== Input data ==
-.-.-

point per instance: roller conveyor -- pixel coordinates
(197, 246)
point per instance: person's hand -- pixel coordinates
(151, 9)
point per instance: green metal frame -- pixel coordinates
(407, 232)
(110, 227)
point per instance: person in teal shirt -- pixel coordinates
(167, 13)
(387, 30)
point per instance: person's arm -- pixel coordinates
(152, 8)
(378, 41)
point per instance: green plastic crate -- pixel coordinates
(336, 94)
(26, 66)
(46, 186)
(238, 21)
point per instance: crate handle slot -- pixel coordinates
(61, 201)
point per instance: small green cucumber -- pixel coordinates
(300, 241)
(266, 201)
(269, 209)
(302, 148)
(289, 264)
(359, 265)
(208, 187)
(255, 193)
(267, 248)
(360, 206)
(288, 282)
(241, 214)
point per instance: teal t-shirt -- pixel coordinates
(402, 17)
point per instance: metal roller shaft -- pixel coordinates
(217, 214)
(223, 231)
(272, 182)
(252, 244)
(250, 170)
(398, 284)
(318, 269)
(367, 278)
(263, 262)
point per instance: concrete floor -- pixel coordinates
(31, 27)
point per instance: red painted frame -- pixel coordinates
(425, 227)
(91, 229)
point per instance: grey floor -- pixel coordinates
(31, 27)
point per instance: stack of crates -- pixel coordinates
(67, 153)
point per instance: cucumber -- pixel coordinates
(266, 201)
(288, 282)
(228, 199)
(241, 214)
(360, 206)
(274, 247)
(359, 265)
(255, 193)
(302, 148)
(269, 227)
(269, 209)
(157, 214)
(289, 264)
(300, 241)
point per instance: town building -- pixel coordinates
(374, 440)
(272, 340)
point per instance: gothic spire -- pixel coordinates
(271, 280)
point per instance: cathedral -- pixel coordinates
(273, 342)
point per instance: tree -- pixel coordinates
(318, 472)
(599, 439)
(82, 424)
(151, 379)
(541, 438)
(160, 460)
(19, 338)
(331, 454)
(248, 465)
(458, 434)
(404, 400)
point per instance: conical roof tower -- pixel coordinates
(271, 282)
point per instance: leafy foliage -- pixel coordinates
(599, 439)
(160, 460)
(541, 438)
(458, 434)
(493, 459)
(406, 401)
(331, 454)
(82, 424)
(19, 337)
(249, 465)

-.-.-

== Assigned task ==
Transcribe the data above in full, keeping every word as it is.

== Reply to the task ==
point per instance: roller conveyor -- pixel coordinates
(197, 246)
point per instance: person's hand -- pixel coordinates
(151, 9)
point per instance: green metal frame -- pixel coordinates
(407, 232)
(110, 227)
point per instance: person in teal shirt -- pixel coordinates
(167, 13)
(387, 30)
point per instance: person's arm -- pixel coordinates
(152, 8)
(378, 41)
point per instance: green plastic crate -- pixel coordinates
(336, 94)
(26, 66)
(46, 186)
(238, 21)
point per instance: crate handle slot -- pixel coordinates
(61, 201)
point per instance: small green cucumber -- pixel coordinates
(300, 241)
(266, 201)
(269, 209)
(302, 148)
(289, 264)
(359, 265)
(208, 187)
(255, 193)
(267, 248)
(360, 206)
(288, 282)
(241, 214)
point per instance: teal t-shirt -- pixel coordinates
(402, 17)
point per instance: metal roller shaft -- pixel coordinates
(217, 214)
(223, 231)
(272, 182)
(252, 244)
(250, 170)
(398, 284)
(318, 269)
(367, 278)
(263, 262)
point per instance: concrete floor -- pixel coordinates
(31, 27)
point per instance: red painted frame -- pixel coordinates
(425, 227)
(91, 229)
point per instance: grey floor -- pixel coordinates
(31, 27)
point per instance: stack of crates -- pixel coordinates
(67, 153)
point per instance: cucumber -- pixel coordinates
(266, 201)
(288, 282)
(228, 199)
(241, 214)
(360, 206)
(274, 247)
(359, 265)
(255, 193)
(302, 148)
(269, 227)
(269, 209)
(157, 214)
(289, 264)
(300, 241)
point per instance: town building -- pixel coordinates
(374, 440)
(272, 340)
point per instance: gothic spire -- pixel coordinates
(271, 280)
point per instance: cathedral -- pixel coordinates
(273, 342)
point per instance: tree -- pixel coordinates
(318, 472)
(599, 439)
(82, 424)
(151, 379)
(541, 438)
(160, 460)
(19, 338)
(331, 454)
(248, 465)
(458, 434)
(404, 400)
point per instance: conical roof tower -- pixel coordinates
(271, 282)
point per instance: leafy foliage -- pixel coordinates
(599, 439)
(160, 460)
(541, 438)
(458, 434)
(493, 459)
(406, 401)
(331, 454)
(82, 424)
(19, 337)
(249, 465)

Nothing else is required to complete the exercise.